— start Extracted text —

5. If you have identified what needs to change in your life but can’t bring yourself to take those steps yet, cut yourself some slack.
Four agonizing years passed from the moment I realized I needed to leave my marriage until I found the courage to actually do so. Knowing something is one thing; applying that knowledge is a whole different ball game. Some of the steps we need to take to find our happiness are really freaking challenging. It can take a while to get there—beating ourselves up about it isn’t helpful. Self-loathing will definitely not produce happiness. You’ll do what you need to do when you can. Until then…compassion.
6. External validation is to happiness what dementors are to wizards. (If you’re not a Harry Potter fan, the answer is soul-sucking).
Dependency on external validation will suck the life out of every last thing you love doing. Sadly, most of us have been conditioned to rely on external validation. The undoing of that conditioning alone will lead to so much empowerment and contentment.
One of the things I’ve learned about happiness is that it comes from doing what we enjoy and expressing ourselves authentically regardless of the outcomes, regardless of what others think.
My loves, I’ve blogged for years and never acquired more than 50 followers—my desire to write clearly isn’t motivated by external validation. I write because it soothes me, fills my cup, and it is the way my soul expresses itself in this physical world. In short, it makes me happy. Why on earth would I demand external validation from the thing I love?
Then it’s no longer love.
7. Let go of the belief that happiness will be achieved once you attain [insert any number of things here…money, a relationship, a better job, and so on].
What can be life-changing is believing that your life, right now, exactly as it is, has meaning and purpose and that who you are, right now, as you are, is enough.
Maybe things are tough, maybe things need to change for you to feel more joy, but even so, your life as you are currently living it is not meaningless. If you achieve all your dreams, what will likely happen is that a new brass ring will just replace the achieved brass ring, and the carrot of happiness will jump out in front of you again, just out of reach.
Happiness remains elusive as we strive for that ephemeral perfection.
It’s okay that we haven’t achieved the version of ourselves we strive for. We have lots of good stuff to offer right now. It’s okay if our life isn’t superstar perfect. Simplicity and mediocrity aren’t such bad things. Believing they are keeps us feeling stuck and unfulfilled.
8. Upgrade your dictionary.

— end Extracted text —
— start Supplied information —

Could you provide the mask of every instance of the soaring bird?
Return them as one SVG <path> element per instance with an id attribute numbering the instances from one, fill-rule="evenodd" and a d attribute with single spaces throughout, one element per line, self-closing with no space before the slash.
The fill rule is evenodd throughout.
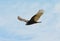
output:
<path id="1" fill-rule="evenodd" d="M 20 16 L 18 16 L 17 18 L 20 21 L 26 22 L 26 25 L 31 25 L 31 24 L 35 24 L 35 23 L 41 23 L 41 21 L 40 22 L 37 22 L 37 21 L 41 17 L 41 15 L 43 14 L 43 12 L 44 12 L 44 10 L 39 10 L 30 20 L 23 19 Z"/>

— end Supplied information —

* What is being asked: Transcribe the happiness passage between "Four agonizing years" and "can. Until then…compassion.", inclusive. Work only from the happiness passage.

* Response for this exercise:
Four agonizing years passed from the moment I realized I needed to leave my marriage until I found the courage to actually do so. Knowing something is one thing; applying that knowledge is a whole different ball game. Some of the steps we need to take to find our happiness are really freaking challenging. It can take a while to get there—beating ourselves up about it isn’t helpful. Self-loathing will definitely not produce happiness. You’ll do what you need to do when you can. Until then…compassion.